▶ _TEXT TO READ_
[PATCH] QRCU with lockless fastpath

From: Paul E. McKenney
Date: Sun Feb 25 2007 - 01:24:04 EST


Hello!

This is an updated version of Oleg Nesterov's QRCU that avoids the
earlier lock acquisition on the synchronize_qrcu() fastpath. This passes
rcutorture on x86 and the weakly ordered POWER. A promela model of the
code passes as noted before for 2 readers and 3 updaters and for 3 readers
and 2 updaters. 3 readers and 3 updaters runs every machine that I have
access to out of memory -- nothing like a little combinatorial explosion!
However, after some thought, the proof ended up being simple enough:

1. If synchronize_qrcu() exits too soon, then by definition
there has been a reader present during synchronize_srcu()'s
full execution.

2. The counter corresponding to this reader will be at least
1 at all times.

3. The synchronize_qrcu() code forces at least one of the counters
to be at least one at all times -- if there is a reader, the
sum will be at least two. (Unfortunately, we cannot fetch
the pair of counters atomically.)

Object location annotation entries
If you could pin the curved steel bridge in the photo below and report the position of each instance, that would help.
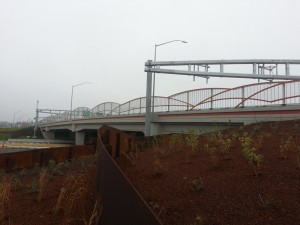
(252, 95)
(276, 99)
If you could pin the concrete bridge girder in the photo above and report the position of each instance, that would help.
(172, 122)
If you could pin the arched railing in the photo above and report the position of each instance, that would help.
(104, 109)
(161, 104)
(258, 94)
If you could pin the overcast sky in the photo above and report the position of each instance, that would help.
(46, 46)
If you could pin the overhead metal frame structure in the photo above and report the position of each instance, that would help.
(259, 67)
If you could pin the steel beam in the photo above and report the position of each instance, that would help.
(228, 75)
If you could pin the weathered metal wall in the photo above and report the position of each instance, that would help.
(30, 158)
(121, 203)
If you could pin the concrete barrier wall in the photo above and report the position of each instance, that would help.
(30, 158)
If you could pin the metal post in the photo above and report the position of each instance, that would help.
(287, 69)
(254, 68)
(148, 103)
(211, 97)
(243, 97)
(283, 94)
(36, 119)
(71, 103)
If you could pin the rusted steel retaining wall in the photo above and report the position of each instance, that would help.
(121, 203)
(30, 158)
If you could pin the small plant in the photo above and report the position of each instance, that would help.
(210, 146)
(133, 155)
(257, 127)
(266, 202)
(5, 187)
(250, 154)
(16, 183)
(96, 213)
(175, 142)
(157, 144)
(224, 143)
(34, 187)
(42, 183)
(197, 185)
(200, 220)
(286, 144)
(192, 140)
(297, 149)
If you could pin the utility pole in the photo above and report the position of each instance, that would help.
(36, 119)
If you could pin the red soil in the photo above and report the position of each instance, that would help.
(231, 194)
(23, 206)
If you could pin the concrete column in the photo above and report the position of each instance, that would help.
(155, 129)
(79, 138)
(148, 104)
(49, 135)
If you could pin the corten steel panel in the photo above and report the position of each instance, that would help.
(120, 201)
(30, 158)
(60, 154)
(16, 160)
(114, 140)
(81, 151)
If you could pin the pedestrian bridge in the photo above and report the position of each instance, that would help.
(202, 109)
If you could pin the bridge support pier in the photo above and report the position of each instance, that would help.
(79, 138)
(155, 129)
(49, 135)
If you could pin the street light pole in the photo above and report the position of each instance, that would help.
(72, 96)
(156, 45)
(14, 118)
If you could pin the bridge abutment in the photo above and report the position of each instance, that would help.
(79, 138)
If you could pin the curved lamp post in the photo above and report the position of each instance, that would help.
(72, 96)
(156, 45)
(15, 117)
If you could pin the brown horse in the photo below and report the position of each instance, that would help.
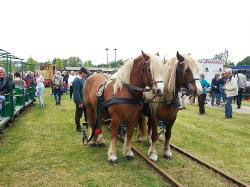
(121, 96)
(181, 71)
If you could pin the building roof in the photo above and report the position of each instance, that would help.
(91, 69)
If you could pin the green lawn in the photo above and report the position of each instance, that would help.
(42, 149)
(246, 103)
(225, 143)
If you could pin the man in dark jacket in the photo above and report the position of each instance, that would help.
(215, 85)
(77, 86)
(4, 86)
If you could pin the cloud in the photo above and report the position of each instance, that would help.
(46, 29)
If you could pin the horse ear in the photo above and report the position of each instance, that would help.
(179, 57)
(145, 56)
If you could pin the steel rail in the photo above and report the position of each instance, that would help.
(153, 165)
(209, 166)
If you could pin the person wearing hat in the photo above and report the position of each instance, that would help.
(77, 86)
(231, 90)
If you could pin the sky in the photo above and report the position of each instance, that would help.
(45, 29)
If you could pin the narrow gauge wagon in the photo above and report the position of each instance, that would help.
(17, 98)
(47, 70)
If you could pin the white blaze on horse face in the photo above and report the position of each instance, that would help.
(160, 85)
(198, 87)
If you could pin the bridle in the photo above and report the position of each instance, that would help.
(184, 81)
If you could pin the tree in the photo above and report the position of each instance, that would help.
(112, 64)
(30, 65)
(245, 61)
(74, 62)
(88, 63)
(59, 64)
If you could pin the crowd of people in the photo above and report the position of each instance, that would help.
(62, 83)
(224, 88)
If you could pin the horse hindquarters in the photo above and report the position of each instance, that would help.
(120, 113)
(142, 128)
(90, 89)
(169, 124)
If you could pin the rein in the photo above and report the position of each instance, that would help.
(136, 88)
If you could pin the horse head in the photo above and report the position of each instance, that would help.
(187, 74)
(152, 75)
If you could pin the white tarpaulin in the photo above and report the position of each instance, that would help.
(211, 66)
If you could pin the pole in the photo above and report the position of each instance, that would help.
(107, 49)
(115, 58)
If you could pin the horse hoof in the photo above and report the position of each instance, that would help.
(168, 154)
(153, 157)
(113, 162)
(92, 145)
(139, 139)
(128, 157)
(168, 157)
(101, 145)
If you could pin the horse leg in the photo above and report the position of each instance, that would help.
(152, 153)
(112, 157)
(142, 128)
(167, 150)
(128, 153)
(91, 120)
(101, 141)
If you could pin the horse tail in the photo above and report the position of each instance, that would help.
(97, 127)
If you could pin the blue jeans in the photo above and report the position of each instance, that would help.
(40, 95)
(228, 107)
(217, 96)
(2, 99)
(57, 94)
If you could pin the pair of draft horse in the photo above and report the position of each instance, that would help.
(120, 97)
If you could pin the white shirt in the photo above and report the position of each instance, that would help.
(71, 79)
(241, 80)
(231, 87)
(39, 82)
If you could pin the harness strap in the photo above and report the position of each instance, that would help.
(116, 100)
(136, 88)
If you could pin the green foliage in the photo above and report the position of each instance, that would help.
(112, 64)
(245, 61)
(59, 64)
(30, 65)
(88, 63)
(74, 62)
(52, 154)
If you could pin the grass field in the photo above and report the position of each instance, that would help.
(246, 103)
(42, 149)
(221, 142)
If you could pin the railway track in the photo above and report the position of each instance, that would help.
(209, 166)
(170, 179)
(153, 165)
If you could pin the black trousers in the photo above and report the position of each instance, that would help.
(70, 91)
(201, 101)
(78, 115)
(239, 97)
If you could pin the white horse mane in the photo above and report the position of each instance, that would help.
(123, 74)
(169, 71)
(170, 75)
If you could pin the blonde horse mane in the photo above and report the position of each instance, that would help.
(123, 74)
(170, 75)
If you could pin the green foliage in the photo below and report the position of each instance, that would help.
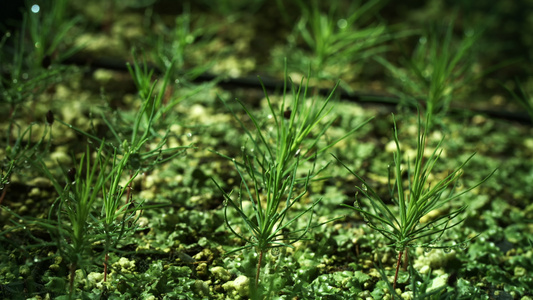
(337, 39)
(402, 225)
(274, 167)
(48, 28)
(438, 68)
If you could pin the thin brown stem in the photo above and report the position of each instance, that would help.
(397, 268)
(4, 191)
(72, 275)
(405, 260)
(105, 267)
(258, 268)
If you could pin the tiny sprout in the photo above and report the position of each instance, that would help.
(46, 62)
(463, 245)
(71, 174)
(50, 118)
(287, 114)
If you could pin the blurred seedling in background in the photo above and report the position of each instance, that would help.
(23, 150)
(276, 170)
(176, 47)
(524, 98)
(438, 69)
(335, 44)
(401, 224)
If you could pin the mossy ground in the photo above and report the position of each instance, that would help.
(178, 253)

▶ _EXERCISE_
Carry on the message about the QRCU lockless fastpath patch, starting right after its final sentence.

▶ _OUTPUT_
4. Therefore, the only way that synchronize_qrcu()s fastpath can
see a sum of 1 is if it races with another synchronize_qrcu() --
the first synchronize_qrcu() must read one of the counters before
the second synchronize_qrcu() increments it, and must read the
other counter after the second synchronize_qrcu() decrements it.
There can be at most one reader present through this entire
operation -- otherwise, the first synchronize_qrcu() will see
a sum of 2 or greater.

5. But the second synchronize_qrcu() will not release the mutex
until after the reader is done. During this time, the first
synchronize_qrcu() will always see a sum of at least 2, and
therefore cannot take the remainder of the fastpath until the
reader is done.

6. Because the second synchronize_qrcu() holds the mutex, no other
synchronize_qrcu() can manipulate the counters until the reader
is done. A repeat of the race called out in #4 above therefore
cannot happen until after the reader is done, in which case it
is safe for the first synchronize_qrcu() to proceed.

Therefore, two summations of the counter separated by a memory barrier
suffices and the implementation shown below also suffices.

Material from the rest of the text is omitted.